• **DESCRIPTION OF THE TASK**: Render every line of the listing below, apart from the picture, as a JSON list of strings with one string per line and no blank lines.

• **MATERIAL PROVIDED**:
********

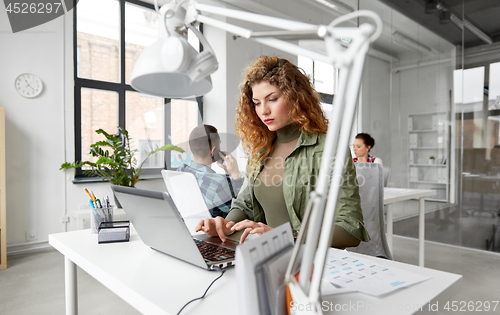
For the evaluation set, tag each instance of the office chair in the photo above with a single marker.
(186, 194)
(371, 190)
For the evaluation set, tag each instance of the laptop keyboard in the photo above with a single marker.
(213, 252)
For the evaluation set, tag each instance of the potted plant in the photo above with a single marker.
(115, 159)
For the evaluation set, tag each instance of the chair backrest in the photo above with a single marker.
(387, 173)
(186, 194)
(371, 191)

********

• **RESULT FOR THIS TASK**:
[
  "For the evaluation set, tag each instance of the office chair in the photo above with a single marker.",
  "(186, 194)",
  "(371, 190)",
  "For the evaluation set, tag each instance of the laptop keyboard in the photo above with a single marker.",
  "(213, 252)",
  "For the evaluation set, tag each instance of the potted plant in the photo above with a single marker.",
  "(115, 159)",
  "For the evaluation set, tag each instance of the chair backrest in the photo above with a single marker.",
  "(387, 173)",
  "(186, 194)",
  "(371, 191)"
]